Appeal Book at p.124 (emphasis in the original)
[16] On February 15, 2021, the Court directed that a motion should be brought seeking the relief which the Minister had sought informally by means of his letter. That motion was brought on February 17, 2021. Dr. Lukács was named as a third party in the motion. The relief sought in the motion (brought under Rule 369 of the Federal Courts Rules, S.O.R./98-106) was not characterized as a variance of the February 6, 2021 order (as suggested in counsel’s letter) but claimed new relief as set out below:
a. A permanent injunction restraining the use, dissemination and publication of sensitive information inadvertently transmitted by the Respondent in error on February 5, 2021;
b. A mandatory injunction requiring the Applicants, the Applicant's counsel, Gabor Lukács and any third persons to whom they [sic] or any other recipients of the information to destroy the information referred to in paragraph a including any and all printouts, copies, notes or summaries of the information that may have been made by them and to confirm to the Respondent that they have done so;
c. A mandatory injunction requiring the identification of any individuals to whom Applicants, Gabor Lukács and any third persons to whom they or any other recipients of the information may have further transmitted the information; and
d. Such other relief that this Honourable Court deems just.
[17] Dr. Lukács responded to the motion by means of a letter to the Registry which was obviously destined to be read by the Court. In this letter, Dr. Lukács raised a number of objections to the Minister’s motion, some substantive and some procedural. Since those objections form the basis of Dr. Lukács’ appeal, they will be identified and dealt with in the course of dealing with the merits of the appeal.
[18] On March 4, 2021, the Minister filed a further motion seeking an amendment to his February 17, 2021 motion. In his motion, the Minister sought to have Dr. Lukács removed as a third party pending an order of the Court adding him as a third party for the limited purpose of responding to the motion for injunctive relief: Appeal Book at p. 173. On March 14, 2021, Dr. Lukács filed a motion record in which he set out the many objections he had to the Minister’s motion. The Federal Court dealt with both of the Minister’s motions and issued its decision, 2021 FC 248, the subject of this appeal, on March 22, 2021 (the Decision).
III.
The decision under appeal
[19] After setting out the facts, the Court identified the issues as whether the Minister’s motion for injunctive relief should be amended or granted.
[20] On the issue of the amendment, the Court noted the Minister’s concession that he had improperly named Dr. Lukács as a third party, an error which the Minister sought to correct by having Dr. Lukács added as a third party by order of the Court. For his part, Dr. Lukács objected to being named as a third party on the ground that the Federal Courts Rules, did not contemplate third parties in an application for judicial review. The Court was of the view that a person did not have to be named a party in order to be bound by injunctive remedies. In the result, the Court allowed the amendment to remove Dr. Lukács from the style of cause in the motions for injunctive relief (i.e. the February 17, 2021 and the March 4, 2021 motions) but gave him limited standing to challenge the motion for injunctive relief, since he was named in that motion.

§ RECORDS SHOWN
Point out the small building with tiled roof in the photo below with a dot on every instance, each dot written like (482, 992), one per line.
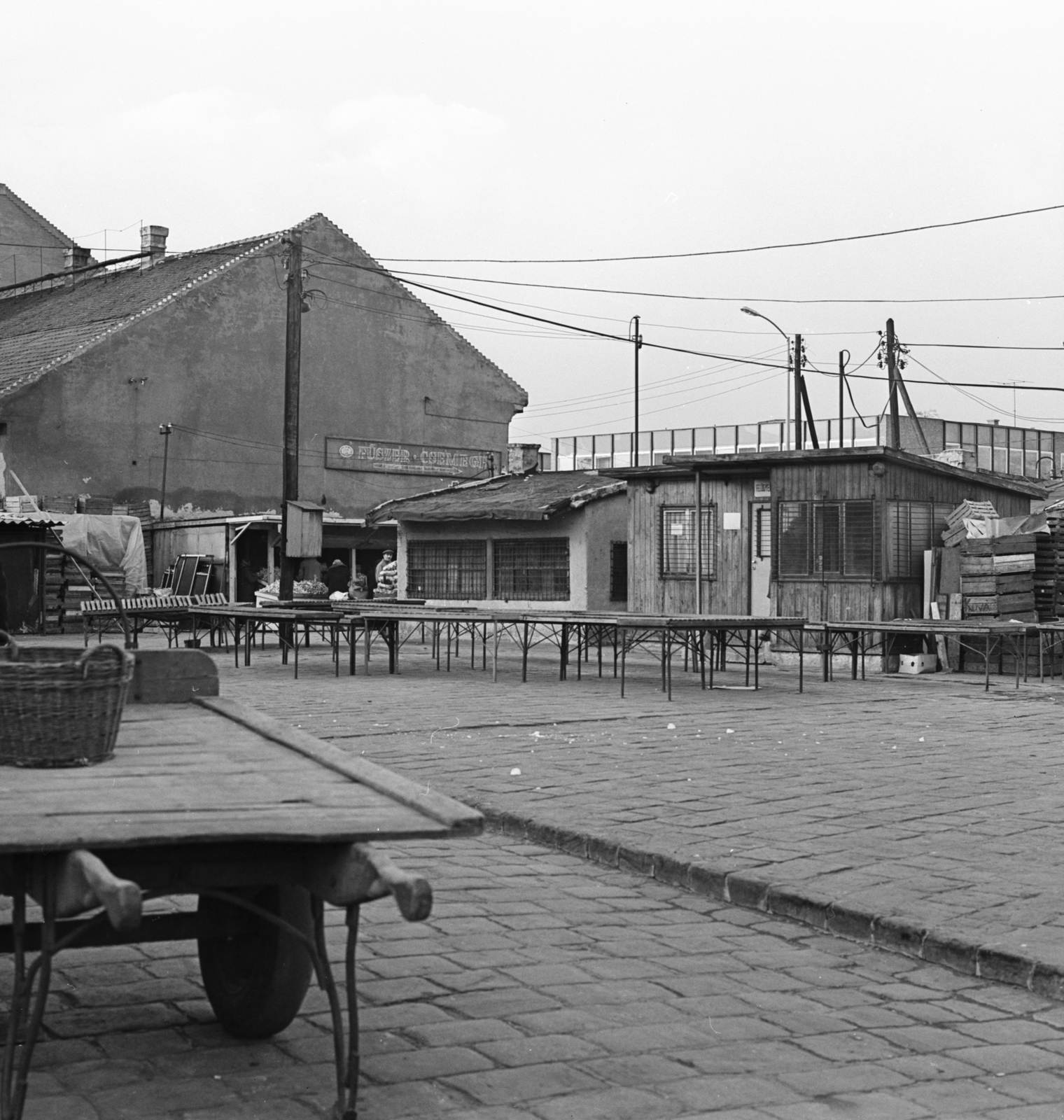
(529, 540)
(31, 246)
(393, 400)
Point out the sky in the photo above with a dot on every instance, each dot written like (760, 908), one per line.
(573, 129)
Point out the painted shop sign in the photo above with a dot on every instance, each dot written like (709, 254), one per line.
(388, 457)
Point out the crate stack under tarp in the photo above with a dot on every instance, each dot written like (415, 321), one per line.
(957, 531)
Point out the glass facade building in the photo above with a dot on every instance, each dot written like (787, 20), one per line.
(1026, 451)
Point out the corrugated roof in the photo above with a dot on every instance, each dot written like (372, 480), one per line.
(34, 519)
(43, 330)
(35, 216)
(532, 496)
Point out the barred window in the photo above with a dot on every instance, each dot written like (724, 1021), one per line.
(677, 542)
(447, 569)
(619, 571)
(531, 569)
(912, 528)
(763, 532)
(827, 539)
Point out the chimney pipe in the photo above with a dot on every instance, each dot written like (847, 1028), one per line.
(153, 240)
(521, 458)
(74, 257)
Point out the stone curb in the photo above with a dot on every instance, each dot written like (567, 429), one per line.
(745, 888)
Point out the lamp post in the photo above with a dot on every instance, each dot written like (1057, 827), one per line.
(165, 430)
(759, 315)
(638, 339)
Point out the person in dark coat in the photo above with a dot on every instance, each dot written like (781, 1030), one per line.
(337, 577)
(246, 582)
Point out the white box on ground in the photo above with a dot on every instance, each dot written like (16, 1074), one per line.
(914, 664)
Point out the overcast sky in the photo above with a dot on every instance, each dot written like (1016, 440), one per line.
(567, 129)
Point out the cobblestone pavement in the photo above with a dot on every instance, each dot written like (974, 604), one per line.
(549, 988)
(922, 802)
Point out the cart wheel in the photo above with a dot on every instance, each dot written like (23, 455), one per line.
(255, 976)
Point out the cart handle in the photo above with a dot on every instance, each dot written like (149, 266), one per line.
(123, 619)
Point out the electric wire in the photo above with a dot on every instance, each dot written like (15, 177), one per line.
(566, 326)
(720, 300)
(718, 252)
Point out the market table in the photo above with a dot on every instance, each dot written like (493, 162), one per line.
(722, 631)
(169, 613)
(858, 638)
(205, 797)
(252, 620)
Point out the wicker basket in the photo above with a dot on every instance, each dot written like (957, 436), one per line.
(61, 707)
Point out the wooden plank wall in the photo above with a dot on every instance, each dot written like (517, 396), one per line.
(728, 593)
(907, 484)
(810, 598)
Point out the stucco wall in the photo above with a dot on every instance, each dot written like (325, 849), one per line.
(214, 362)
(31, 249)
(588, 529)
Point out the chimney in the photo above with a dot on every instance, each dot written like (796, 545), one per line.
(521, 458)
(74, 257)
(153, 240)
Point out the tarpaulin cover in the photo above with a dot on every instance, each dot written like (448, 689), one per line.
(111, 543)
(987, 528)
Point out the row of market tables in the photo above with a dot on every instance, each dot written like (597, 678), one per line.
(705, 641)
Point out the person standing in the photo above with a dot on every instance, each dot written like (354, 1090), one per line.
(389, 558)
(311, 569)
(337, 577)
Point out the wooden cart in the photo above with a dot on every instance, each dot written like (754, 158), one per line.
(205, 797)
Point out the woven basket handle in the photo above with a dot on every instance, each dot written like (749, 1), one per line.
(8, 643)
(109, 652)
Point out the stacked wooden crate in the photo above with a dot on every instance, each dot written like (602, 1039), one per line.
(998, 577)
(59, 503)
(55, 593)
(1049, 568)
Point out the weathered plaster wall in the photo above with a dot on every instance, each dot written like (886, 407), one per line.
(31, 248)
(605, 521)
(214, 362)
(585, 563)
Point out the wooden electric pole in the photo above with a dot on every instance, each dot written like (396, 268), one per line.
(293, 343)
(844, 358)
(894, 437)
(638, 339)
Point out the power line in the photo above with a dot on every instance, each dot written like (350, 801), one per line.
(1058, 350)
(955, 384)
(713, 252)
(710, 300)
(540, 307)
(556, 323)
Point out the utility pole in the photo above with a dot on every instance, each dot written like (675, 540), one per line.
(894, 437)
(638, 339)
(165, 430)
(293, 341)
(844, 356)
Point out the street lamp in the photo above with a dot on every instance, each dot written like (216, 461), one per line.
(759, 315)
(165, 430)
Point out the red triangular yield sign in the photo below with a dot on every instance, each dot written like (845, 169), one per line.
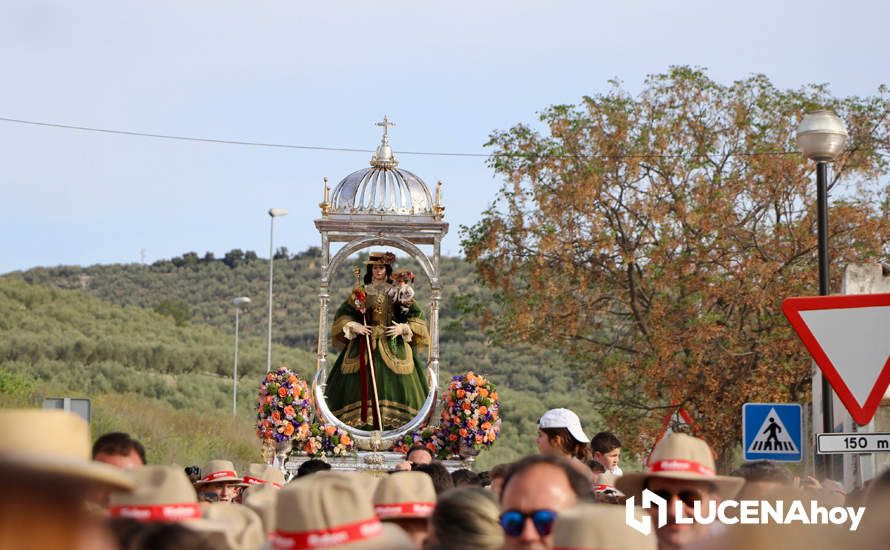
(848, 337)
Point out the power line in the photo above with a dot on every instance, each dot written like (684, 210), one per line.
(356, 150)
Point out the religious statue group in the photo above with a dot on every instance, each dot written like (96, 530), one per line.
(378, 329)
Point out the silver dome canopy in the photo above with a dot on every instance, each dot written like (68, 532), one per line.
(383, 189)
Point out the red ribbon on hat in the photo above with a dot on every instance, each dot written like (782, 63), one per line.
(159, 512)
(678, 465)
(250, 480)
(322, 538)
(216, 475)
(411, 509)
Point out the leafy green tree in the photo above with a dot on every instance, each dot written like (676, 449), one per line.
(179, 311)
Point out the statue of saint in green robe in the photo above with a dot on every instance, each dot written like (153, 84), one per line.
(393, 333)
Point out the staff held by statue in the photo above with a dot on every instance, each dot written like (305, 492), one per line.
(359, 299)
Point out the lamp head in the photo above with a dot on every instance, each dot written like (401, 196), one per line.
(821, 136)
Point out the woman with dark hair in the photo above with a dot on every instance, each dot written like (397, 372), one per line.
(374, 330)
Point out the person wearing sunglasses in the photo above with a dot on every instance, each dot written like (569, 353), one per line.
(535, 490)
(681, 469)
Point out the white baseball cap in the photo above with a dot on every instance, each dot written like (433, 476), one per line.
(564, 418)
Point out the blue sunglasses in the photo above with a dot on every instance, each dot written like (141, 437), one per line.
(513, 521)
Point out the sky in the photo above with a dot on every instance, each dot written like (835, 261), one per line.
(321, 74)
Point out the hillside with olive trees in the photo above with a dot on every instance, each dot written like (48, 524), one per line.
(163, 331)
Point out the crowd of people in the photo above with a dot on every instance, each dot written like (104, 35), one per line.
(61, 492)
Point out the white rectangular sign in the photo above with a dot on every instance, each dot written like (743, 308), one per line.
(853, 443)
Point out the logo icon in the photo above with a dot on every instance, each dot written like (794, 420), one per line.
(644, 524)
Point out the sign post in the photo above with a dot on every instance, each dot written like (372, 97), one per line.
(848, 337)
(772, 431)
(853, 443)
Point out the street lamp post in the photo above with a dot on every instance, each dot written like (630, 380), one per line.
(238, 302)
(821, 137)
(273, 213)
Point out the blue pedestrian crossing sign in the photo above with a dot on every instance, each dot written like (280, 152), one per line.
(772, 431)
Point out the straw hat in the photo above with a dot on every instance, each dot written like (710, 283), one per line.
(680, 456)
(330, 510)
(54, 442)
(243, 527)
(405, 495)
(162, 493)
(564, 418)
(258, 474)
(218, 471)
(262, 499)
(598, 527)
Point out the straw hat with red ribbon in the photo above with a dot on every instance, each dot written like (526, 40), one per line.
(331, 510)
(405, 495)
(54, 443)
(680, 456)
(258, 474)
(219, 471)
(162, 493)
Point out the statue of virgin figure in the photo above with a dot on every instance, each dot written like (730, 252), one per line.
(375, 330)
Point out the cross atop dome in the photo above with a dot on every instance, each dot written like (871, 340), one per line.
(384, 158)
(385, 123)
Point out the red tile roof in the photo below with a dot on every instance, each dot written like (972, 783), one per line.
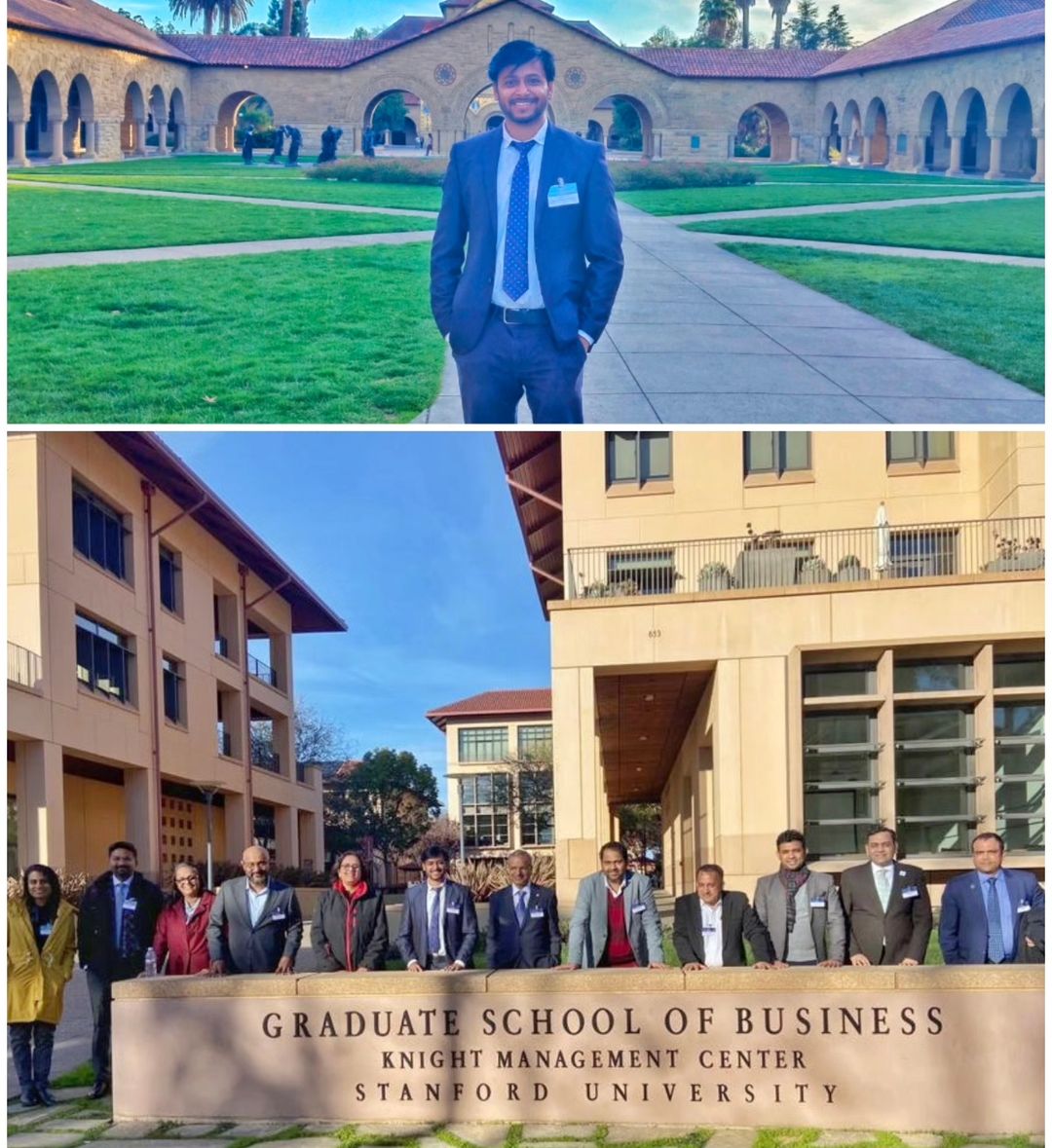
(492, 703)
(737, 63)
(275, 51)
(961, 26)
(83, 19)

§ ACTIONS TO TAKE
#1 Quote the stretch of the court excerpt from "[20] On the" through "in that motion.".
#2 Answer these questions from the court excerpt:
(a) On what date was the Minister's motion for injunctive relief brought?
(b) Under which rule was that motion brought?
(c) On what date did the Federal Court issue its decision?
#3 Which distinct calendar dates does the court excerpt mention? List each one once.
Rely only on the court excerpt, not on the rows.

§ RESULTS IN ORDER
#1
[20] On the issue of the amendment, the Court noted the Minister’s concession that he had improperly named Dr. Lukács as a third party, an error which the Minister sought to correct by having Dr. Lukács added as a third party by order of the Court. For his part, Dr. Lukács objected to being named as a third party on the ground that the Federal Courts Rules, did not contemplate third parties in an application for judicial review. The Court was of the view that a person did not have to be named a party in order to be bound by injunctive remedies. In the result, the Court allowed the amendment to remove Dr. Lukács from the style of cause in the motions for injunctive relief (i.e. the February 17, 2021 and the March 4, 2021 motions) but gave him limited standing to challenge the motion for injunctive relief, since he was named in that motion.

#2
(a) February 17, 2021
(b) Rule 369 of the Federal Courts Rules, S.O.R./98-106
(c) March 22, 2021

#3
February 15, 2021
February 17, 2021
February 6, 2021
February 5, 2021
March 4, 2021
March 14, 2021
March 22, 2021